• _What to work on_:
Transcribe every one of the entries below verbatim, line by line, without altering a single character.

• _Given data_:
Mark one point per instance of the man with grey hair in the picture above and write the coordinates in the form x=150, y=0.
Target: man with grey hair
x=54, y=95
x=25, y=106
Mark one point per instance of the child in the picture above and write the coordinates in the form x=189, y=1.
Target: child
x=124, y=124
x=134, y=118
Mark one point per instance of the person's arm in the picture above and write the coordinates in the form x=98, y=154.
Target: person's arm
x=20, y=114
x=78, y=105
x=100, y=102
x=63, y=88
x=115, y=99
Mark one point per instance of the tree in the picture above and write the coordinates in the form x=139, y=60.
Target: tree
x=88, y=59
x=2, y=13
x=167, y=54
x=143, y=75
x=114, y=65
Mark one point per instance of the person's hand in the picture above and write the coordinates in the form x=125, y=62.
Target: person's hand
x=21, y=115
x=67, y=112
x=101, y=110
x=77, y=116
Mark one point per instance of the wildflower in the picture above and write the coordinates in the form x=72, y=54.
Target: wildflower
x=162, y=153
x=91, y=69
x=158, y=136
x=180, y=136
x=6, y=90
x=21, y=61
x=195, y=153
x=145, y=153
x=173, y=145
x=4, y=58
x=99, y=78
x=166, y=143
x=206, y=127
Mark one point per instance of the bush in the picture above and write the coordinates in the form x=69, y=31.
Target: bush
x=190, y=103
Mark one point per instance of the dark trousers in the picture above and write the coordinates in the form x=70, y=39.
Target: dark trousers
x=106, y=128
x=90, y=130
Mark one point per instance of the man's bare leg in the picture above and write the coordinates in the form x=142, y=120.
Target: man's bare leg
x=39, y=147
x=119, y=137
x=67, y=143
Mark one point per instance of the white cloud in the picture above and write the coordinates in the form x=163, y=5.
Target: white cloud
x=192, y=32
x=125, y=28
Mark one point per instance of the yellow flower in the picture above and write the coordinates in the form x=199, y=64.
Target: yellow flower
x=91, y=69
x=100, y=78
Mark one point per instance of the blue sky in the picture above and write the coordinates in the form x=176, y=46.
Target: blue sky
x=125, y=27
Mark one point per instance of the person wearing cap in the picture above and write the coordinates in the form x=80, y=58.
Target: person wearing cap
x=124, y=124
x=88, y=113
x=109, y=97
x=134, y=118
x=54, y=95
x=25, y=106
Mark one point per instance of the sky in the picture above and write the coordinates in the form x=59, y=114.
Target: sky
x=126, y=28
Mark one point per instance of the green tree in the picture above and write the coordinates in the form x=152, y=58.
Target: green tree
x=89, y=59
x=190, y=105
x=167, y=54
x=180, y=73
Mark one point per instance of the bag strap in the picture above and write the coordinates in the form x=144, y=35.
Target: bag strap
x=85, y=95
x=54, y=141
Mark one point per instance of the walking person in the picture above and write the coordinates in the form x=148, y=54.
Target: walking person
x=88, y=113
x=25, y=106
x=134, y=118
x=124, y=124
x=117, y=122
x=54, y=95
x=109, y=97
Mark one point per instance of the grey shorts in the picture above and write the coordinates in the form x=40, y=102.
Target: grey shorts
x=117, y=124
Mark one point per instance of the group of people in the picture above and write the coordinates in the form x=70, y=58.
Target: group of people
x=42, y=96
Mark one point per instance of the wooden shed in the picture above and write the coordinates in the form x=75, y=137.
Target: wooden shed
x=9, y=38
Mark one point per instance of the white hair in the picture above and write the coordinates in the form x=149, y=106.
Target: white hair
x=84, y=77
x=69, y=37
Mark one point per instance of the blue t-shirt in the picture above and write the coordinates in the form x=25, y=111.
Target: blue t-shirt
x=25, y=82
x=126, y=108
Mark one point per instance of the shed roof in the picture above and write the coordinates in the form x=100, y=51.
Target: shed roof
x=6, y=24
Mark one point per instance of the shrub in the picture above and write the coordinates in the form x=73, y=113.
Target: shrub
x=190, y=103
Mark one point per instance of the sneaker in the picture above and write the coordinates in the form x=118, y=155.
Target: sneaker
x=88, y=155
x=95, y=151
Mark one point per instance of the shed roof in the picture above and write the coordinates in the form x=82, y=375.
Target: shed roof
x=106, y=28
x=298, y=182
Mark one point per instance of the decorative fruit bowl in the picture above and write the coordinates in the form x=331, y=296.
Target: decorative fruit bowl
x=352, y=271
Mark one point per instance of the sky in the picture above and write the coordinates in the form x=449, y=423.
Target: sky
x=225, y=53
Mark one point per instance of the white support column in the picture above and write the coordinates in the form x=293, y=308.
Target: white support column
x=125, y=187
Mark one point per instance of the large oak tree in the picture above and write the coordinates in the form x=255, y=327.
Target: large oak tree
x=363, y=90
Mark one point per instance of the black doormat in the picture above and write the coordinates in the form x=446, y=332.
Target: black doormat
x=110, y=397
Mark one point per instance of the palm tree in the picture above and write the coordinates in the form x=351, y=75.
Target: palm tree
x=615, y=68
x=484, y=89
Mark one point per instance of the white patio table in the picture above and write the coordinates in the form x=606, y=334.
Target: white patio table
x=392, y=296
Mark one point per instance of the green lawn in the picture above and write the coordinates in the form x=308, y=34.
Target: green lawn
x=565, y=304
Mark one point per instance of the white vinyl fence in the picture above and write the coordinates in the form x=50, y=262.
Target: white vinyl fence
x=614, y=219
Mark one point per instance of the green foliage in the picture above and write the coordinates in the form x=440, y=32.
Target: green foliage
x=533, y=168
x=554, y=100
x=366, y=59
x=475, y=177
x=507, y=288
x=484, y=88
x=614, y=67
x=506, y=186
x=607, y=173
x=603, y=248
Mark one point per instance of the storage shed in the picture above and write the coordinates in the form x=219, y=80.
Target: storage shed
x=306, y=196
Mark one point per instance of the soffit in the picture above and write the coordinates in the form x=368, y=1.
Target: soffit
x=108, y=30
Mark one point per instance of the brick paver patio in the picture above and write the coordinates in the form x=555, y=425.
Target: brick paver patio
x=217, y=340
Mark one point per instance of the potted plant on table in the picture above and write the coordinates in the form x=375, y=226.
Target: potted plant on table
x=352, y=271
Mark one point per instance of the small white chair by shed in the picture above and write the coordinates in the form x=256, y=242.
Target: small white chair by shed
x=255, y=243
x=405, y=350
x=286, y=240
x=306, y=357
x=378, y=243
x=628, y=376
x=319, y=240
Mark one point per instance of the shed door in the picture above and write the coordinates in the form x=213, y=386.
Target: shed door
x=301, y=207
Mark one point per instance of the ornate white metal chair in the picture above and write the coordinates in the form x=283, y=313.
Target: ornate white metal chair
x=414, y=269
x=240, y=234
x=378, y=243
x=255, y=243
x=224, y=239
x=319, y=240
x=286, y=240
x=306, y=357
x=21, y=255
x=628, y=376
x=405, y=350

• _The answer_:
Mark one point per instance of the man with grey hair in the picture above and write the coordinates in the form x=150, y=0.
Target: man with grey hair
x=54, y=95
x=25, y=106
Mark one point per instance of the child in the picture above and write the coordinates in the form x=189, y=1.
Target: child
x=124, y=124
x=134, y=118
Mark one point per instance of the person's arm in the picture above and write the coordinates in the form x=98, y=154.
Target: person's arm
x=20, y=114
x=78, y=105
x=100, y=102
x=63, y=88
x=115, y=99
Mark one point per instance of the tree in the picture above and write the coordinates in the form x=139, y=60.
Target: tree
x=88, y=59
x=2, y=13
x=167, y=54
x=143, y=75
x=114, y=65
Mark one point per instance of the person's hand in the picture above and write the coordinates in the form x=125, y=62.
Target: person's hand
x=21, y=115
x=67, y=112
x=101, y=110
x=77, y=116
Mark one point per instance of the wildflower in the picture above and write the coordinates in the form x=72, y=54.
Target: wildflower
x=162, y=153
x=91, y=69
x=158, y=136
x=180, y=136
x=6, y=90
x=21, y=61
x=195, y=153
x=145, y=153
x=173, y=145
x=4, y=58
x=99, y=78
x=166, y=143
x=206, y=127
Mark one point per instance of the bush in the picture above and write the coordinates in the form x=69, y=31.
Target: bush
x=190, y=103
Mark one point per instance of the dark trousers in the picture above and write the coordinates in the form x=70, y=39.
Target: dark trousers
x=106, y=128
x=90, y=130
Mark one point per instance of the man's bare leg in the picture above and write the coordinates in the form x=142, y=120.
Target: man's bare leg
x=39, y=147
x=119, y=137
x=67, y=143
Mark one point per instance of the white cloud in the picture above and write the coordinates in the form x=163, y=5.
Target: white cloud
x=192, y=32
x=125, y=28
Mark one point per instance of the yellow flower in the picture above and write the coordinates in the form x=199, y=64.
Target: yellow flower
x=91, y=69
x=100, y=78
Mark one point per instance of the blue sky in the picture above and write the coordinates in the form x=176, y=46.
Target: blue sky
x=125, y=27
Mark one point per instance of the person wearing cap in the picture above and write the coordinates in the form x=80, y=58.
Target: person wearing cap
x=124, y=124
x=88, y=113
x=109, y=97
x=134, y=118
x=54, y=95
x=25, y=106
Mark one point per instance of the sky in the picture above and write the coordinates in the form x=59, y=114.
Target: sky
x=126, y=28
Mark one point per instance of the green tree in the picture above and write the coordinates in the form x=152, y=58.
Target: green tree
x=89, y=59
x=190, y=105
x=167, y=54
x=180, y=73
Mark one point per instance of the bag strap in the picture above and write the coordinates in the form x=144, y=35.
Target: bag strap
x=85, y=95
x=54, y=141
Mark one point per instance of the walking person in the picture above and write the coordinates in the form x=148, y=54.
Target: walking person
x=88, y=113
x=25, y=106
x=134, y=118
x=124, y=124
x=117, y=122
x=54, y=95
x=109, y=97
Mark one point per instance of the grey shorts in the picture above and write the coordinates in the form x=40, y=102.
Target: grey shorts
x=117, y=124
Mark one point per instance of the group of people in the picture above and write the coordinates in the form x=70, y=58.
Target: group of people
x=42, y=96
Mark one point per instance of the wooden shed in the picture above and write the coordinates in the form x=75, y=137.
Target: wooden shed
x=9, y=38
Mark one point per instance of the white hair in the picture above and write the coordinates in the form x=149, y=106.
Target: white hair
x=84, y=77
x=69, y=37
Mark one point per instance of the blue t-shirt in the picture above and write the coordinates in the form x=25, y=111.
Target: blue t-shirt
x=25, y=82
x=126, y=108
Mark one point per instance of the shed roof in the picture above and write the coordinates in the form x=100, y=51.
Target: shed roof
x=6, y=24
Mark one point per instance of the shrub in the picture above and write the coordinates in the form x=73, y=113.
Target: shrub
x=190, y=103
Mark one point per instance of the sneaker in the picture above and write the coordinates in the form x=118, y=155.
Target: sneaker
x=88, y=155
x=95, y=151
Mark one point per instance of the shed roof in the picture above and write the coordinates in the form x=82, y=375.
Target: shed roof
x=106, y=28
x=298, y=182
Mark one point per instance of the decorative fruit bowl in the picture above and write the coordinates in the form x=331, y=296.
Target: decorative fruit bowl
x=352, y=271
Mark one point per instance of the sky in the picture above and write the coordinates in the form x=449, y=423.
Target: sky
x=225, y=53
Mark one point per instance of the white support column in the picture above and write the coordinates in the form x=293, y=308.
Target: white support column
x=125, y=187
Mark one point per instance of the large oak tree in the picture above and write the coordinates in the form x=255, y=327.
Target: large oak tree
x=363, y=90
Mark one point per instance of the black doormat in the picture above and write the coordinates in the form x=446, y=332.
Target: black doormat
x=110, y=397
Mark one point per instance of the palm tree in the picture above and write the coordinates in the form x=351, y=75.
Target: palm tree
x=615, y=68
x=484, y=89
Mark one point per instance of the white patio table in the picture above and write the coordinates in the form x=606, y=334.
Target: white patio table
x=392, y=296
Mark one point per instance of the green lawn in the picture above and write the coordinates in the form x=308, y=34.
Target: green lawn
x=565, y=304
Mark one point per instance of the white vinyl fence in the picture above and write the coordinates in the form x=50, y=262.
Target: white vinyl fence
x=614, y=219
Mark one point per instance of the green foliage in the picture above and write the coordinates in the form x=440, y=32.
Target: green foliage
x=533, y=168
x=554, y=100
x=366, y=59
x=475, y=177
x=507, y=288
x=484, y=88
x=614, y=67
x=506, y=186
x=607, y=173
x=603, y=248
Mark one point per instance of the storage shed in the picture above and write the coordinates in the form x=219, y=80.
Target: storage shed
x=306, y=196
Mark one point per instance of the soffit in the picture above and write the coordinates in the form x=368, y=1.
Target: soffit
x=108, y=30
Mark one point per instance of the brick paver patio in the picture above and write the coordinates in the form x=555, y=425.
Target: brick paver patio
x=217, y=340
Mark one point per instance of the potted plant on table in the picture above and write the coordinates in the form x=375, y=226.
Target: potted plant on table
x=352, y=271
Mark one point per instance of the small white chair by shed in the picture above and write the coordinates in the form x=256, y=242.
Target: small white chair by shed
x=255, y=243
x=405, y=350
x=286, y=240
x=306, y=357
x=378, y=243
x=628, y=376
x=319, y=240
Mark one point per instance of the shed door in the picture above and write the coordinates in the form x=213, y=386.
Target: shed door
x=301, y=207
Mark one point per instance of the ornate white metal chair in the picture above and write the coordinates in the form x=283, y=313.
Target: ornate white metal chair
x=414, y=269
x=240, y=234
x=378, y=243
x=255, y=243
x=224, y=239
x=319, y=240
x=286, y=240
x=306, y=357
x=21, y=255
x=628, y=376
x=405, y=350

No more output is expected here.